The Gravity of Athens

There seems to be a contest between Athenian shop-owners – who can display the most objects in their shop front? Window to window, products are piled perilously high and wide; filling the glass and the eyes of passers-by with an overwhelming variety of wares. It is the real-life equivalent of an online shop’s “View All” button; a visual fishing trip through retail aquariums; brimming with bits and bobs, all shining and packed together like sardines. It is not quite chaos, but it’s close to the edge. A nudge away from collapsing.

The city itself is the same. Wave atop wave of people and vehicles; recycling themselves and reappearing in a convulsive cacophony of discordant stimuli. Athens is constantly spilling onto itself – not quite in chaos, but close to the edge. It is held intact by the same tension that would threaten to pull it apart. A finely balanced agitation creating a social gravity that, for now, is enough to keep things in their place. But it feels just a nudge away from collapsing.

Nowhere is this energy more present than in the spacious Omonoia Square, smack in the centre of Athens. It pulsates erratically like a defective heart, fed by numerous veiny roads and emptied via two arterial streets. The diversity of the people is startling: the homeless and the well-heeled; brown-skinned immigrants – both recent refugees and long-standing residents; native Greeks – weathered and energetic; the old, the young, the desperate, the care-free. Colonies of pigeons nod in bemused agreement, as if to say, “Life is easier than you lot are making it look”. They strut across the concrete between polished and worn shoes; and cling, over-head, to cables that vibrate in time with the whine of endless scooters and the deep hum of packed buses.

A few lengthy strides south of Omonoia, the buildings rise up hastily, closeting narrow streets in which North African men trade in shops and makeshift markets. At a certain junction, the action collects into an estuary of activity. Cars and three wheeled vans slow – although only slightly – to edge past tables of bananas, oranges and pomegranates that impede their way. And perhaps also to avoid the potential for wrath from the policemen who gaze across the scene with hands on hips and furrowed brows. Further on, past heavily graffitied walls and unofficial-looking parking lots, the men trolleying boxes of produce begin to disappear. Suddenly, the sky rises back into view, exorcising the shadows but neutering the compellingly fraught atmosphere that those shadows embraced.

Goal 1
According to the essay on Athens, where in the city is Omonoia Square located?
Goal 2
Copy the stretch of the essay on Athens from "The Gravity of" through "edge. A nudge away from collapsing.".

Entries taken from a collection:
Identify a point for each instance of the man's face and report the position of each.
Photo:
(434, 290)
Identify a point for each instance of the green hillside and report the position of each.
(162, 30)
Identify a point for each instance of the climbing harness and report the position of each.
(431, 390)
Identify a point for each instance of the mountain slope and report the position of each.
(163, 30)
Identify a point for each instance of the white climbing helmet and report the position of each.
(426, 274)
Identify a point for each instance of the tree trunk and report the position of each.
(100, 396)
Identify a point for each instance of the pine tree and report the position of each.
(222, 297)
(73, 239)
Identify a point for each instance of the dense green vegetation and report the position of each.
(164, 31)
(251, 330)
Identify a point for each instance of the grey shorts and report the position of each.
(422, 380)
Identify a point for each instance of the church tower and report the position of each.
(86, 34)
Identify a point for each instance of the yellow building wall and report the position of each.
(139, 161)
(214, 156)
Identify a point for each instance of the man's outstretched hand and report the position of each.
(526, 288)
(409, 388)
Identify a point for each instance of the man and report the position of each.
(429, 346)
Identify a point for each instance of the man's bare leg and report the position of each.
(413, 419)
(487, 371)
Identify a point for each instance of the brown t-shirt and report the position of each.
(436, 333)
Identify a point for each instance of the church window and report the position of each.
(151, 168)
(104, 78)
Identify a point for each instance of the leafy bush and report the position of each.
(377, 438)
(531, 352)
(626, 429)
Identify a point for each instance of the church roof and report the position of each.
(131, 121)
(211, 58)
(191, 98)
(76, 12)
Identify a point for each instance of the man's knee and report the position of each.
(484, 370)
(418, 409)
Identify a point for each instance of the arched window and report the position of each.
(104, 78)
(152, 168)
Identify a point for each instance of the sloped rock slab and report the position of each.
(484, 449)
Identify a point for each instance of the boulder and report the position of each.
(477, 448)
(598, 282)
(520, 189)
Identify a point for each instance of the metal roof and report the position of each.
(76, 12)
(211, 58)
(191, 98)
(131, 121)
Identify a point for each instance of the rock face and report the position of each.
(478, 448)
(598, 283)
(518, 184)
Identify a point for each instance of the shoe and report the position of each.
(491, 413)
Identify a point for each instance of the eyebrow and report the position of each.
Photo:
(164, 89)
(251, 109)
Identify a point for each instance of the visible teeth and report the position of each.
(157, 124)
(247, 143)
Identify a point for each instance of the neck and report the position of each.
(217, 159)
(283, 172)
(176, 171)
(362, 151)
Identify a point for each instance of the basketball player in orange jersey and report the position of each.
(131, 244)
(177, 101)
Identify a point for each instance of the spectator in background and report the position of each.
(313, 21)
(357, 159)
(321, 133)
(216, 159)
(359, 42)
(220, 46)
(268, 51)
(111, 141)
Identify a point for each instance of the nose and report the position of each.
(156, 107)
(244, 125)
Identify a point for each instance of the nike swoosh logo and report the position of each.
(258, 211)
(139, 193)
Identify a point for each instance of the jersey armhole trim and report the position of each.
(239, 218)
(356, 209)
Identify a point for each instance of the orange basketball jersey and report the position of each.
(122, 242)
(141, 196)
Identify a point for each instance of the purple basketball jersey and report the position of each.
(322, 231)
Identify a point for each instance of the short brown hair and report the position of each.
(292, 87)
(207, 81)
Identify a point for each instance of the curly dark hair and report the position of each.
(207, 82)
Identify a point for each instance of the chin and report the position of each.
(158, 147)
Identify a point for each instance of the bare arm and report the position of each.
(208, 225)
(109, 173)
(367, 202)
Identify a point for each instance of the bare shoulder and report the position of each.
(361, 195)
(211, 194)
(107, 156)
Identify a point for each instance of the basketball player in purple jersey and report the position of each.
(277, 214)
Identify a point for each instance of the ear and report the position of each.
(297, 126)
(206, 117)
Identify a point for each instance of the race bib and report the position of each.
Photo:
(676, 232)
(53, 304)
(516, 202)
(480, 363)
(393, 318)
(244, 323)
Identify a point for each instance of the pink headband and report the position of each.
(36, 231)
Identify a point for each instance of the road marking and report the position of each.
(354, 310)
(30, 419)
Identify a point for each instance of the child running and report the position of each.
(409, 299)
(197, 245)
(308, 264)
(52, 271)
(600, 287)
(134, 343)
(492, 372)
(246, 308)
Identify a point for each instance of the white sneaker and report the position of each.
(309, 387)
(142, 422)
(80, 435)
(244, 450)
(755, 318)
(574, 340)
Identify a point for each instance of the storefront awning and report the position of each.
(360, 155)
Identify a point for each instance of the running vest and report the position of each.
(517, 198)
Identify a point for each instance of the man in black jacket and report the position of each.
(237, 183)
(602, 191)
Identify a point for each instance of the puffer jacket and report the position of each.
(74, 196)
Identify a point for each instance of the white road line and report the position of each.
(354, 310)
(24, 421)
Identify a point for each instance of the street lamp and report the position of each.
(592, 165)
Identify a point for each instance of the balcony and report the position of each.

Task solution 1
Smack in the centre of Athens.

Task solution 2
The Gravity of Athens

There seems to be a contest between Athenian shop-owners – who can display the most objects in their shop front? Window to window, products are piled perilously high and wide; filling the glass and the eyes of passers-by with an overwhelming variety of wares. It is the real-life equivalent of an online shop’s “View All” button; a visual fishing trip through retail aquariums; brimming with bits and bobs, all shining and packed together like sardines. It is not quite chaos, but it’s close to the edge. A nudge away from collapsing.